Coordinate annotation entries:

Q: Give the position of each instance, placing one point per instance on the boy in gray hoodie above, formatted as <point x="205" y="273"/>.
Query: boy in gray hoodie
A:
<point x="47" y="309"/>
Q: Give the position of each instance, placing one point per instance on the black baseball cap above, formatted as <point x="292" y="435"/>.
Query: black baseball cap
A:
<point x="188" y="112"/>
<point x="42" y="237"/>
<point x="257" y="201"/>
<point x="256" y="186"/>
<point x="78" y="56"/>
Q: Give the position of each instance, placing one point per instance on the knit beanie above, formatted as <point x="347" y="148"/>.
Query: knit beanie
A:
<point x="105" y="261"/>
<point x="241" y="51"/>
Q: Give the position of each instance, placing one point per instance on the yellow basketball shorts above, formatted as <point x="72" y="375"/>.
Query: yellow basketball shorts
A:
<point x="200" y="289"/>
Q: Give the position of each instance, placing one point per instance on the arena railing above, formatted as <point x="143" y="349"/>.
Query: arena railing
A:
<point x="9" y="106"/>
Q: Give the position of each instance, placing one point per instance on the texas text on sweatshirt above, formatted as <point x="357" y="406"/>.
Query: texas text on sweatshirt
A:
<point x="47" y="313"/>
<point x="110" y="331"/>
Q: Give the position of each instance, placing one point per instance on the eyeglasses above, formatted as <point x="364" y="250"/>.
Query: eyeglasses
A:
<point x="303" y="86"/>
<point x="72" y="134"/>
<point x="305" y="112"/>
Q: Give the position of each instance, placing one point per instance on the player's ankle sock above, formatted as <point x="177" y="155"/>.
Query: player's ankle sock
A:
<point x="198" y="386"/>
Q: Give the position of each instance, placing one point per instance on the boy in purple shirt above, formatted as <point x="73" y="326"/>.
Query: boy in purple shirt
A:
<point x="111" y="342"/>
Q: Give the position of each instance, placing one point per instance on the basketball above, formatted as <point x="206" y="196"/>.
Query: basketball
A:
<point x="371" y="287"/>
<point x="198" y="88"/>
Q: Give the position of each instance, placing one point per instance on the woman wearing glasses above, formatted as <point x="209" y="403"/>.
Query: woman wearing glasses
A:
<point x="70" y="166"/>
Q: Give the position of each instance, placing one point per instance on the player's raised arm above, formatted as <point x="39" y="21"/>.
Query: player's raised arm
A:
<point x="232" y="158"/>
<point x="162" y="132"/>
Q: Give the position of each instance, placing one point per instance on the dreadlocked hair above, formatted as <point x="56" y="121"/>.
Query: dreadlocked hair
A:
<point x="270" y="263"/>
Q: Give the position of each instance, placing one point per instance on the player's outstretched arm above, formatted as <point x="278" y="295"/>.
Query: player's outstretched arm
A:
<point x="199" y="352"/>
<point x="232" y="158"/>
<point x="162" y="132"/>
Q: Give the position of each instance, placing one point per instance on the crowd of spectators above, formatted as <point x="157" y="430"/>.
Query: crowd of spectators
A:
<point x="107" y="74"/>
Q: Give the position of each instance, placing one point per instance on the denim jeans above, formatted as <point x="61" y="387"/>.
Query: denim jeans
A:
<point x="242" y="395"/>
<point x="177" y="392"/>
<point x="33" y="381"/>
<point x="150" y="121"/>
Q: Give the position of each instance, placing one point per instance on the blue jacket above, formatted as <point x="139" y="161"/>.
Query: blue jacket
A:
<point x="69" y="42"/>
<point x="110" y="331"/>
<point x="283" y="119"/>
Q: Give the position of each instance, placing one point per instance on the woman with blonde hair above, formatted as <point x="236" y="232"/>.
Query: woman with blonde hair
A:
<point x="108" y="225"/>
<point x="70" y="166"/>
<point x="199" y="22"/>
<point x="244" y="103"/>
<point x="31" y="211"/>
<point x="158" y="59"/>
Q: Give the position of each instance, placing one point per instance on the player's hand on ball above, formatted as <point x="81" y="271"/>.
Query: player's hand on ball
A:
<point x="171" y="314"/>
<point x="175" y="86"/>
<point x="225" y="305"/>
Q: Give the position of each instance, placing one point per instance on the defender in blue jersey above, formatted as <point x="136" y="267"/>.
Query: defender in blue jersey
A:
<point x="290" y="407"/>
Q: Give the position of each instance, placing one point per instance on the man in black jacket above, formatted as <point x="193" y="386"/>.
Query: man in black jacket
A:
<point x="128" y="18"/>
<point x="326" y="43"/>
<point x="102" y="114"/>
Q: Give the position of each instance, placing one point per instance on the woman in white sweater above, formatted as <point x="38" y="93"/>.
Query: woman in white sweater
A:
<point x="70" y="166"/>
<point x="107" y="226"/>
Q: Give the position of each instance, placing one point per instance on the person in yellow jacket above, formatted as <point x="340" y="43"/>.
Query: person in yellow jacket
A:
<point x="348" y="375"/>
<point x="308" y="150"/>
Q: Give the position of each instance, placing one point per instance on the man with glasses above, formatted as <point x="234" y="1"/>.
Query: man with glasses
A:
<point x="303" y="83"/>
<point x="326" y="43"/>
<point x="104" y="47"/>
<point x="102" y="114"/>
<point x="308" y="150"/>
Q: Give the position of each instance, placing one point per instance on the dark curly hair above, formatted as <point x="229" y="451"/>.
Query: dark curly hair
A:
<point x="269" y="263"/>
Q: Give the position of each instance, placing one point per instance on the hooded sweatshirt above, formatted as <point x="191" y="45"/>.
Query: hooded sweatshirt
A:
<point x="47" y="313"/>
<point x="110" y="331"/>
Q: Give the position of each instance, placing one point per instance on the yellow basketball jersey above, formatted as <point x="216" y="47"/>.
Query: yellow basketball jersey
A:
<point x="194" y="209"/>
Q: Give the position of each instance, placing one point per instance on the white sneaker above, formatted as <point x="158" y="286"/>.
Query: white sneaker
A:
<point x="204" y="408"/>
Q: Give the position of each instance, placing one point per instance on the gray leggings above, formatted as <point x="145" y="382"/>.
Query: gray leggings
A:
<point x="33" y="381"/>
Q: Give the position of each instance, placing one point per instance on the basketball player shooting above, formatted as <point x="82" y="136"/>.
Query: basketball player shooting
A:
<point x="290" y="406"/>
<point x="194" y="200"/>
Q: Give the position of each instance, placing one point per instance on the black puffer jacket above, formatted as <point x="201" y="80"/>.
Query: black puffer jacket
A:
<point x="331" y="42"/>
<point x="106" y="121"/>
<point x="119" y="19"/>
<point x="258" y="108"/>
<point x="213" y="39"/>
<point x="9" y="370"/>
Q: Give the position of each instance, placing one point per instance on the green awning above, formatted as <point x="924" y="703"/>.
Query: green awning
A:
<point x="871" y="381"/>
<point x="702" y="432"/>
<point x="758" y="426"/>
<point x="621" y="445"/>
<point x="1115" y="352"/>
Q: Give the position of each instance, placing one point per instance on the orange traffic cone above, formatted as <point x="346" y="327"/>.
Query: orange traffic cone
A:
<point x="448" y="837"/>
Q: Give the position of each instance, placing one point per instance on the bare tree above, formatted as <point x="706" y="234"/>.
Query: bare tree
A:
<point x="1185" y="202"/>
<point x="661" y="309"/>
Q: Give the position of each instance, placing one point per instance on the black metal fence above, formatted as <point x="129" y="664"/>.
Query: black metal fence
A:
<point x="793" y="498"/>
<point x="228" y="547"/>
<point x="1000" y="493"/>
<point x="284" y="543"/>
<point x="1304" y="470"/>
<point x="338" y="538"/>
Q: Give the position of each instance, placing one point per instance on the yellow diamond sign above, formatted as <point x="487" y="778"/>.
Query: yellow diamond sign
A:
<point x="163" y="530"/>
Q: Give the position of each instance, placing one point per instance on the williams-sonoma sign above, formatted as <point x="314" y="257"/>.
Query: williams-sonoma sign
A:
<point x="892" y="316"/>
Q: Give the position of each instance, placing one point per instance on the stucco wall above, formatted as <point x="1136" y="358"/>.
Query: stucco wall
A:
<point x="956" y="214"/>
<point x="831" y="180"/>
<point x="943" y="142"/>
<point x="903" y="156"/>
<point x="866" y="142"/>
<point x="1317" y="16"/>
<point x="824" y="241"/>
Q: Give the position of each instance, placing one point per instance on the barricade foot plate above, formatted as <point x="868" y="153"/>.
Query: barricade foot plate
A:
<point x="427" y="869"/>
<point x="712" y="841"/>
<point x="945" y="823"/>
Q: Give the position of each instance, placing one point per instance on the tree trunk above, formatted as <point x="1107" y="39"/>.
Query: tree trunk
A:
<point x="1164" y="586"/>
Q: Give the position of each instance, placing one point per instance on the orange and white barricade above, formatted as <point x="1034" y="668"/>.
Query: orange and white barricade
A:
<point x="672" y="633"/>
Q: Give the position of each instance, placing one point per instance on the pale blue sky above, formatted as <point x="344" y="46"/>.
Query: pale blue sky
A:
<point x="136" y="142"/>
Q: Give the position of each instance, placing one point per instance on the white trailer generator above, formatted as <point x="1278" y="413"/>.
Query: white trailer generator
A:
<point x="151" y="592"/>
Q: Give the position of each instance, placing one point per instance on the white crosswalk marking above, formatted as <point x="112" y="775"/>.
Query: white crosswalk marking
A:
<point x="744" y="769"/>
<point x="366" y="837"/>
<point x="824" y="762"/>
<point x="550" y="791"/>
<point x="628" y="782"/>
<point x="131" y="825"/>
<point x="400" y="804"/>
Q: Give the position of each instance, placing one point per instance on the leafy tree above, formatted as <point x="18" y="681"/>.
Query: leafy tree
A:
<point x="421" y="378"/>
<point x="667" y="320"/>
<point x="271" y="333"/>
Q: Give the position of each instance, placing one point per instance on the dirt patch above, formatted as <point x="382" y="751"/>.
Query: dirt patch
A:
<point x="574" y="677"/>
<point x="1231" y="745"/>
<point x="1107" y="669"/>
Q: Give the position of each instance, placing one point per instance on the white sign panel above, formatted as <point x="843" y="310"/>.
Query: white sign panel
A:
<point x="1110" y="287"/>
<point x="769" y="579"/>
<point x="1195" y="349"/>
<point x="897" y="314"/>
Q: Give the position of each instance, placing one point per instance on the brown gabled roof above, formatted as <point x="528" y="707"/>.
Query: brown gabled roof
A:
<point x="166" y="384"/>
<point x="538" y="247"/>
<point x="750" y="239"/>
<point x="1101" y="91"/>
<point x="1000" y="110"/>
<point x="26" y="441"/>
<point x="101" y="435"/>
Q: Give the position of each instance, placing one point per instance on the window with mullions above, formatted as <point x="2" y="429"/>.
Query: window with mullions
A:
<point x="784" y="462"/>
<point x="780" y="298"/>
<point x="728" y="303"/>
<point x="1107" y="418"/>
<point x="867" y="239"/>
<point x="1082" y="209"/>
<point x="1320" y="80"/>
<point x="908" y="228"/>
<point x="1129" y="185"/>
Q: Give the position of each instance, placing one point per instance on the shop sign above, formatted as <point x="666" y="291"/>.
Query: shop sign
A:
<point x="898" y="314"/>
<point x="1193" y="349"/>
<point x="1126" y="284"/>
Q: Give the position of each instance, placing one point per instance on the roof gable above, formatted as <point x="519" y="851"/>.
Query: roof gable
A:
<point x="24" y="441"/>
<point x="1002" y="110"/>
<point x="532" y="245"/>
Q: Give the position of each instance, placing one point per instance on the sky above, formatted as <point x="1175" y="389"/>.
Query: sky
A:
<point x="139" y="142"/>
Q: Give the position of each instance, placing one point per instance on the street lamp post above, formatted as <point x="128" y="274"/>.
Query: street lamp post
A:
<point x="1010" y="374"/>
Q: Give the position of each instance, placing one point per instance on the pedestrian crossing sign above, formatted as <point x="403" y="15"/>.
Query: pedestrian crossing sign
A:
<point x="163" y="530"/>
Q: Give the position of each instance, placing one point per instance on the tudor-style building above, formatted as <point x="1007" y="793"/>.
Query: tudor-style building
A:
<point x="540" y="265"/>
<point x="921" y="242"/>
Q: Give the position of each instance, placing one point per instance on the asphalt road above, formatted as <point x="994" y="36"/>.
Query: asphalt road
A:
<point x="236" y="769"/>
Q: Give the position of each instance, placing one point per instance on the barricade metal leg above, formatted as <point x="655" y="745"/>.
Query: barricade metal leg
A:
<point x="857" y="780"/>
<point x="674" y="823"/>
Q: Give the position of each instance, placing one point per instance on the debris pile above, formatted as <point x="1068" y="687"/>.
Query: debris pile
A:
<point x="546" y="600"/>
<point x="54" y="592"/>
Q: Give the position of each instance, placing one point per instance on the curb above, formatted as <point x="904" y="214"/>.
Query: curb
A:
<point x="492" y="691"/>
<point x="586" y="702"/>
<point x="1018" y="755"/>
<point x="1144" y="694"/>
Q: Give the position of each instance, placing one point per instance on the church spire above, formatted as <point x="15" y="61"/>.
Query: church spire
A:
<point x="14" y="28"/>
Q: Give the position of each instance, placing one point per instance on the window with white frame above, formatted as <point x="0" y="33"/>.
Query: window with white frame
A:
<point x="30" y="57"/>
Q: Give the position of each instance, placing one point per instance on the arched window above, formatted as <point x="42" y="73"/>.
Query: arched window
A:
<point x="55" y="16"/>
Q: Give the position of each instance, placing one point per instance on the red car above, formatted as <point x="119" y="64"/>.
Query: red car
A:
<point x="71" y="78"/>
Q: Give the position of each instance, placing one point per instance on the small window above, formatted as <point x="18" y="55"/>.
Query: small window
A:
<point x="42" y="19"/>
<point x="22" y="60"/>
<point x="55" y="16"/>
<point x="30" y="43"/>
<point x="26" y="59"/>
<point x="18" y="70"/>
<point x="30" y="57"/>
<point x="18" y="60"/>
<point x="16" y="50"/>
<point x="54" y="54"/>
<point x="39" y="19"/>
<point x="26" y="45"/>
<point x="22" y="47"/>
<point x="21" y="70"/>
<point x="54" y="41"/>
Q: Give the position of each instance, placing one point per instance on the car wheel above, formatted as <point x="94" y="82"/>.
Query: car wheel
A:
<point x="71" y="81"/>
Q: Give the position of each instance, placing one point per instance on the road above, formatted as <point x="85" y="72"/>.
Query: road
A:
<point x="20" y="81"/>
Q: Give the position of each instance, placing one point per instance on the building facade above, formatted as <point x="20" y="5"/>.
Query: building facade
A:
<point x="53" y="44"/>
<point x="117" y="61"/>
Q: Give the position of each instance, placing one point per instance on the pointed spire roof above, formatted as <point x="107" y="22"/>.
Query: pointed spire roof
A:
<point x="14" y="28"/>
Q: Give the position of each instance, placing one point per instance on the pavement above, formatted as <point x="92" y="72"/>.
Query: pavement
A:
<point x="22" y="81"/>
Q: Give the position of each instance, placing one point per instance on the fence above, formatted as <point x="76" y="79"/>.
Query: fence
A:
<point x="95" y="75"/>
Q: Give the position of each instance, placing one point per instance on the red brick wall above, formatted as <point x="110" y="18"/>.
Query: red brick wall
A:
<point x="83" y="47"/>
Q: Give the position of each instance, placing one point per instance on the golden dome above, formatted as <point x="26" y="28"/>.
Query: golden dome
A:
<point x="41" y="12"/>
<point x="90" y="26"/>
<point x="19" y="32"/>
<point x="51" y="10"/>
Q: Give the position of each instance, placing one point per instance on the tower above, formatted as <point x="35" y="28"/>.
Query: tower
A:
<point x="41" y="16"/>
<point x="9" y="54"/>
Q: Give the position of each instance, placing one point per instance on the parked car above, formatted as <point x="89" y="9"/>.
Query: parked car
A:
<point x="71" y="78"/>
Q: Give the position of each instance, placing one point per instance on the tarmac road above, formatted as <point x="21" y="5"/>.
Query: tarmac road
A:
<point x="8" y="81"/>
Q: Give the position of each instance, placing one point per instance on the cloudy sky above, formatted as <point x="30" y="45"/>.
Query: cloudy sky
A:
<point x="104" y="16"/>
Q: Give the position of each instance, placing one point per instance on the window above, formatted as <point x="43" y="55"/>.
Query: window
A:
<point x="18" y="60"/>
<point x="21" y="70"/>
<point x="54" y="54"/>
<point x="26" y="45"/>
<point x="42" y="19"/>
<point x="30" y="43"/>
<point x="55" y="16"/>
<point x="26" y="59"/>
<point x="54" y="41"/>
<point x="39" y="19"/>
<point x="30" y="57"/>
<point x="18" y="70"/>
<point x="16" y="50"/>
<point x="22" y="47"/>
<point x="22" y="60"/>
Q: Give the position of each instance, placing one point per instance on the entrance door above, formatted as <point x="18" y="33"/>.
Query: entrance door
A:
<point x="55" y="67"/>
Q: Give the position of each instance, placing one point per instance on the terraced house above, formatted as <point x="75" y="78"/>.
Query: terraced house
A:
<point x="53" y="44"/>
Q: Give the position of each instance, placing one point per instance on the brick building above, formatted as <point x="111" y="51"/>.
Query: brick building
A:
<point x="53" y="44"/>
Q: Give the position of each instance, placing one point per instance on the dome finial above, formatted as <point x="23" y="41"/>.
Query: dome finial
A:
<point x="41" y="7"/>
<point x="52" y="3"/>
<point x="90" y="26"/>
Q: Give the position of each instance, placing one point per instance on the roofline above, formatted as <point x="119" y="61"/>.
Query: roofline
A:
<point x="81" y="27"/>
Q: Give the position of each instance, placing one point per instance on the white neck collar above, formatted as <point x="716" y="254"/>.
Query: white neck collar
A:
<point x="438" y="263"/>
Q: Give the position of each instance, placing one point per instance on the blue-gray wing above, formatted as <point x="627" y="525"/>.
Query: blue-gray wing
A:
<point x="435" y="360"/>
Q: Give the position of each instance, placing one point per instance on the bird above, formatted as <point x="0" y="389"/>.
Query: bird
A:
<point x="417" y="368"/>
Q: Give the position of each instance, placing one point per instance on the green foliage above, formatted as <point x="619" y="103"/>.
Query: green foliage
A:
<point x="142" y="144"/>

§ EXERCISE AIM:
Could you quote, exactly as they appear, the line containing "on the entrance" and every line after it to the end of the records above?

§ OUTPUT OF THE EXERCISE:
Q: Give the position of each instance, placing one point per instance on the entrance door above, formatted as <point x="18" y="33"/>.
Query: entrance door
A:
<point x="55" y="67"/>
Q: Give the position of each instance, placing one point per instance on the terraced house above, formatted as <point x="75" y="78"/>.
Query: terraced house
A:
<point x="53" y="44"/>
Q: Give the position of each instance, placing one point per instance on the brick building above, formatted as <point x="111" y="51"/>.
Query: brick building
A:
<point x="53" y="44"/>
Q: Give the position of each instance, placing one point per instance on the dome finial above, formatted as <point x="23" y="41"/>.
Query: dome finial
A:
<point x="41" y="7"/>
<point x="52" y="3"/>
<point x="90" y="26"/>
Q: Give the position of each instance, placing one point per instance on the roofline above, formatted as <point x="119" y="61"/>.
Query: roofline
A:
<point x="81" y="27"/>
Q: Give the position of each instance, placing one point per instance on the white neck collar above, formatted as <point x="716" y="254"/>.
Query: white neck collar
A:
<point x="438" y="263"/>
Q: Give the position of each instance, placing one point per instance on the blue-gray wing above, formatted as <point x="627" y="525"/>.
Query: blue-gray wing
A:
<point x="435" y="360"/>
Q: Give the position of each instance, placing one point per instance on the bird above, formatted as <point x="0" y="389"/>.
Query: bird
A:
<point x="417" y="368"/>
Q: Give the position of each instance, placing one point per instance on the green foliage above, formatted as <point x="619" y="103"/>.
Query: green foliage
A:
<point x="142" y="144"/>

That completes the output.